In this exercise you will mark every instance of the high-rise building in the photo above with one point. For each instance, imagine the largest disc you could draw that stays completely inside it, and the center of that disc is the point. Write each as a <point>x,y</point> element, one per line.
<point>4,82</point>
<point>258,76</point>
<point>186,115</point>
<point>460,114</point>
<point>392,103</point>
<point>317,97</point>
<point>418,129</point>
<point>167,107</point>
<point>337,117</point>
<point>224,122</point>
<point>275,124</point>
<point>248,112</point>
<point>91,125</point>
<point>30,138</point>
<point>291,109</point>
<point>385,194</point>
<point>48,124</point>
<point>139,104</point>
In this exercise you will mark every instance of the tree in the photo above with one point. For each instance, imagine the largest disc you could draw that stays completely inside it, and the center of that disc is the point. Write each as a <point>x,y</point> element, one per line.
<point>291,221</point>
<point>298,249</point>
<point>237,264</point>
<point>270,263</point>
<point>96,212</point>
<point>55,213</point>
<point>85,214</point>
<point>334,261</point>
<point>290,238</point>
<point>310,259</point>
===============
(WHAT YOU WILL DO)
What you return must match the records exactly, down to the last line.

(EXPECTED ANSWER)
In this exercise you will mark every instance of the high-rise building in the photo above with one point. For each instance, imagine the largest disc you could draw that stays completely inside it, and the center of that disc is the point. Write each as a <point>x,y</point> element, one per line.
<point>4,82</point>
<point>258,76</point>
<point>186,115</point>
<point>460,114</point>
<point>392,103</point>
<point>317,97</point>
<point>418,129</point>
<point>167,107</point>
<point>337,117</point>
<point>224,122</point>
<point>275,124</point>
<point>248,112</point>
<point>91,125</point>
<point>30,138</point>
<point>291,109</point>
<point>385,194</point>
<point>48,124</point>
<point>139,104</point>
In this exercise you will mark every instance of the tree in the photo above with one point. For each instance, imagine the largest disc you could draw that stays completely inside it, and the center of that disc is the point. Write each as a <point>x,y</point> element, one per line.
<point>291,221</point>
<point>298,249</point>
<point>237,264</point>
<point>270,263</point>
<point>96,212</point>
<point>55,213</point>
<point>85,214</point>
<point>334,261</point>
<point>290,238</point>
<point>310,259</point>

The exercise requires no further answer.